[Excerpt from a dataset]
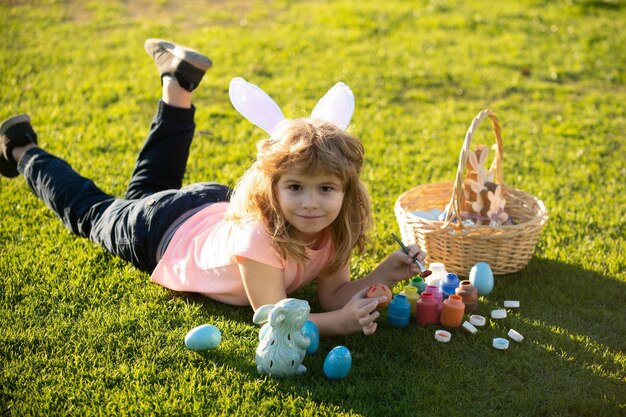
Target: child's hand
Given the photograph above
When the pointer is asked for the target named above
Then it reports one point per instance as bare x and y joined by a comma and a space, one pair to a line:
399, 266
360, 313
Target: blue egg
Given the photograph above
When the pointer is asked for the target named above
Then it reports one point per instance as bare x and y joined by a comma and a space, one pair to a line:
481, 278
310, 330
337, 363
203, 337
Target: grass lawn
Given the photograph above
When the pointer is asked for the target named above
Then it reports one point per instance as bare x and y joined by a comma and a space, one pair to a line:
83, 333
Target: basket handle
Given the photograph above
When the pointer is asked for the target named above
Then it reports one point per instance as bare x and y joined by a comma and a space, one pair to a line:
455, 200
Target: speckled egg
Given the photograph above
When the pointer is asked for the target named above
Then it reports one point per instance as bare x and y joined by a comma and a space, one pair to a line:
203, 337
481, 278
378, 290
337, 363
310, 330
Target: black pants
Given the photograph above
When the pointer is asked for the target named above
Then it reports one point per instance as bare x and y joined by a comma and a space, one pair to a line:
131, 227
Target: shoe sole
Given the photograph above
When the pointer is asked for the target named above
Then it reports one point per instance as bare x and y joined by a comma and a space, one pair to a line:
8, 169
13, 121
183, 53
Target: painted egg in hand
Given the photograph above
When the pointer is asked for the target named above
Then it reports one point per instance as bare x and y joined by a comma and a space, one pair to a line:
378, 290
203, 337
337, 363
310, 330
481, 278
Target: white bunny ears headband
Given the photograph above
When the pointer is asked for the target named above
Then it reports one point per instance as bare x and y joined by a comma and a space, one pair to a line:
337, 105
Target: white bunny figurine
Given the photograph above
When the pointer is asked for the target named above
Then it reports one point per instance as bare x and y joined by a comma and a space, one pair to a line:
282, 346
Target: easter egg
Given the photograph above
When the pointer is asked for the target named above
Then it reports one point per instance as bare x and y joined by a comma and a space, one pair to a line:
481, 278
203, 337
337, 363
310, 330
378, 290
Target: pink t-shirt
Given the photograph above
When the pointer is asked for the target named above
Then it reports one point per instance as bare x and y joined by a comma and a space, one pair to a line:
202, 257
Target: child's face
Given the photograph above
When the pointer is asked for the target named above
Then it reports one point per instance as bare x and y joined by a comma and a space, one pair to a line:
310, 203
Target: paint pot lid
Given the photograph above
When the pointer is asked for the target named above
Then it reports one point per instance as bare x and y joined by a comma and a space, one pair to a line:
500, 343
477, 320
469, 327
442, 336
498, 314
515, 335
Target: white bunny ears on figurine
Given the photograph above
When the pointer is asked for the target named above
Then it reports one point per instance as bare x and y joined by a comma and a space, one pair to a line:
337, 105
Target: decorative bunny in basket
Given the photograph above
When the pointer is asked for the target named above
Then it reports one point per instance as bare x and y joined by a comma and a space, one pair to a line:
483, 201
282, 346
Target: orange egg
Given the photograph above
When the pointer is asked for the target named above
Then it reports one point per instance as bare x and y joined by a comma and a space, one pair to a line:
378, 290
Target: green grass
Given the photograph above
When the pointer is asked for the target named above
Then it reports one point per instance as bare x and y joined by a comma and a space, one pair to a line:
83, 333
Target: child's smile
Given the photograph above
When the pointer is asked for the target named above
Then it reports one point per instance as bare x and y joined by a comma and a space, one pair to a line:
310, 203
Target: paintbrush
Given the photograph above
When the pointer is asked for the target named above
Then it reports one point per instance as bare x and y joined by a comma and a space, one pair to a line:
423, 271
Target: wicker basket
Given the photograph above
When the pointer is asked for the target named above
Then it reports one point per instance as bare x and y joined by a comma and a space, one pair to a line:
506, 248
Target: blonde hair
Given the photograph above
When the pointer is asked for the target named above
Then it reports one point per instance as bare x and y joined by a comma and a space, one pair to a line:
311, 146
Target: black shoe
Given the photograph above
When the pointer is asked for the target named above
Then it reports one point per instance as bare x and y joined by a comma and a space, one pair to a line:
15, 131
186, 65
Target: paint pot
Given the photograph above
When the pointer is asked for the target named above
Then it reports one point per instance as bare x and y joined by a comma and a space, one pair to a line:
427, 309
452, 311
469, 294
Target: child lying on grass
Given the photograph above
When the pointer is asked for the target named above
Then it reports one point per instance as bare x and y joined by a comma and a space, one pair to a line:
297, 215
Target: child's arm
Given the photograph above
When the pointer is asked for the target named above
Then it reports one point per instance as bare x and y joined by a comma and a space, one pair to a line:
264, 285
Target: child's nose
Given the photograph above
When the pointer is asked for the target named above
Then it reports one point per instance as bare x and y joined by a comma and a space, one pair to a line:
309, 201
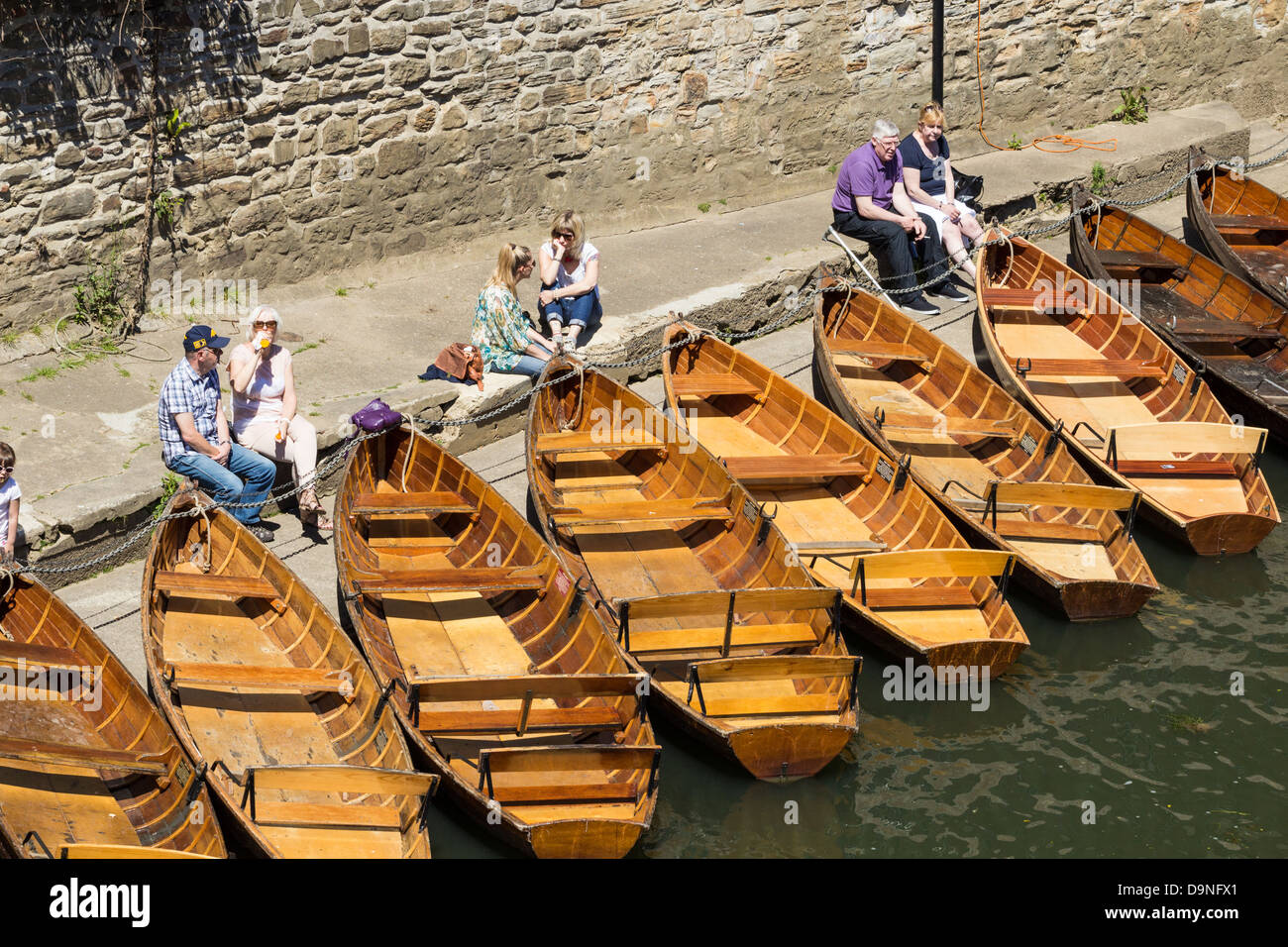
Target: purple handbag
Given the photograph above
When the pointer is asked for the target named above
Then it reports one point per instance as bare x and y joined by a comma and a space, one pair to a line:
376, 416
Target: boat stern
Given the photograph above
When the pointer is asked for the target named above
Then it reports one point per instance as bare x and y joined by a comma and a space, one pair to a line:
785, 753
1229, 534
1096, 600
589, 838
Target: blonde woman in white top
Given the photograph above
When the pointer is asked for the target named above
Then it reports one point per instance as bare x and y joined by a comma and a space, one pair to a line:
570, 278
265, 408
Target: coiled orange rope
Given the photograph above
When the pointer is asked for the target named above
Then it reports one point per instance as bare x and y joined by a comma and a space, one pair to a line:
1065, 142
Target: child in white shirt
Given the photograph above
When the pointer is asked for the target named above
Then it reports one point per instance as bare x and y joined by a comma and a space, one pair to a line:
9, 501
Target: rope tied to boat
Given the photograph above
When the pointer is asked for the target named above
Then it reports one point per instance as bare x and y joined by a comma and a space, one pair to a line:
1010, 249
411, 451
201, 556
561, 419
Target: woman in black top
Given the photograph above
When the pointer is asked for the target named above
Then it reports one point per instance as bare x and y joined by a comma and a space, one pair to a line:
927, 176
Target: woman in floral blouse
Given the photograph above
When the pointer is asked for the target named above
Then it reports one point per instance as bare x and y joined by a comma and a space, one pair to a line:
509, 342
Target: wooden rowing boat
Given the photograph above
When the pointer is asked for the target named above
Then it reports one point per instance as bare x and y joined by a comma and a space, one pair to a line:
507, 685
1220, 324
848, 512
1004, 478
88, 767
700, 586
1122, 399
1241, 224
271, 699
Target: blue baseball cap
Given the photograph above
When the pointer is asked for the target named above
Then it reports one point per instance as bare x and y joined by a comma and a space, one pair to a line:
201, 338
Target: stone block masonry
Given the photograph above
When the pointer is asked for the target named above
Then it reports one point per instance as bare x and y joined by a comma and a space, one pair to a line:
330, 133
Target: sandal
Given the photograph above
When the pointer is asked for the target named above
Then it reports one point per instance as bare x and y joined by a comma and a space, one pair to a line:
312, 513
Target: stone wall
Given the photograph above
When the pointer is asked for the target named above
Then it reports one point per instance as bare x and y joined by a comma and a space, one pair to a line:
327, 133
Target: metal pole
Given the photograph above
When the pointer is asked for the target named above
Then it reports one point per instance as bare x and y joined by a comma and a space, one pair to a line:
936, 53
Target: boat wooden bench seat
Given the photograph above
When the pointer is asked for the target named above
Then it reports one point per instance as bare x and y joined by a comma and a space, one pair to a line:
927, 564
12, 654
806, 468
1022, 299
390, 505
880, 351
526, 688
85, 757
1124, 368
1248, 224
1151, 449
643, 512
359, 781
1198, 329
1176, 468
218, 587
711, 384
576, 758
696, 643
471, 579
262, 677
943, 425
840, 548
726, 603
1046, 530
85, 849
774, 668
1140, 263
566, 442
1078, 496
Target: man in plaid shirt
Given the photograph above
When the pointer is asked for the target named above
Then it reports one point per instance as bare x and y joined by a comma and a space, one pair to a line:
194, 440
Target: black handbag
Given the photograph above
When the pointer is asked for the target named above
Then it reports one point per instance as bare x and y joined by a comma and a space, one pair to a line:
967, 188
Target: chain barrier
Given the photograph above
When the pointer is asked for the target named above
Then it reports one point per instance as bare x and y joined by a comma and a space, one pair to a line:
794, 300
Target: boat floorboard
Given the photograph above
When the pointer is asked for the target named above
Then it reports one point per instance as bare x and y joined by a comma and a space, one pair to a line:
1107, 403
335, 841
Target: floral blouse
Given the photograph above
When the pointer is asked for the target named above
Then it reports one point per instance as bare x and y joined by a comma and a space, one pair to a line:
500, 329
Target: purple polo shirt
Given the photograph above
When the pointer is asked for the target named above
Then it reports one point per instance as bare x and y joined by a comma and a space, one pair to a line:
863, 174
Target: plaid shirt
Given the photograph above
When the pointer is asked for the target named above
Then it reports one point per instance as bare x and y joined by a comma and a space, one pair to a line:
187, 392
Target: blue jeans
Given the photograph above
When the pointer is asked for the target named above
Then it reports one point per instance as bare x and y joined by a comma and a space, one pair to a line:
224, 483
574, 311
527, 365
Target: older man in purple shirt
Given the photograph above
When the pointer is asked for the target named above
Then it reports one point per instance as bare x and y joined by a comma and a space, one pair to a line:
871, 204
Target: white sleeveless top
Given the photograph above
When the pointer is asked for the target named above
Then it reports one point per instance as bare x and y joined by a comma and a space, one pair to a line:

◆ **Goal**:
Quote verbatim the line containing "Target: boat floorboard" and every line after it through the end of the records above.

◆ **Result below**:
Target: boat floorboard
Given the photograph above
When the pointer is asked for the target named above
Then it reports one point per instance as bare x and y joined by a comma and a space, one pair to a line:
1107, 403
335, 841
Target: floral blouse
Given the photograph above
When the pointer is asked for the target named above
Then it reports one point per instance as bare x and y joined by a comma and a space, one pair to a line:
500, 329
Target: purple polo shirt
Given the photograph above
When the pointer is asked for the target named above
Then it reports one point per instance as bare x and y joined by a comma and a space, one pair to a line:
863, 174
Target: plaid shirt
Given the photograph above
When the pointer is asked for the target named above
Then it reports one point per instance as bare x and y joined by a comma and a space, one pair to a line:
187, 392
Target: blue jeans
Given the photograph above
When the pointer is asked for the target named above
Then it reports one point per instance as bare x and y joined by a comma and a space, one pair to a line:
224, 483
574, 311
527, 365
Target: older man in purple shirt
Given the photograph above
When the pointer is asked for the target named above
Then it reports one point per instance as bare x and y joined by a comma and a space, one pair to a line:
871, 204
Target: white sleeveless top
Given the photograph above
When the pointer is asked for the target named above
Then it reports one point per instance as bare x and y joined by a comma and a space, one pair to a line:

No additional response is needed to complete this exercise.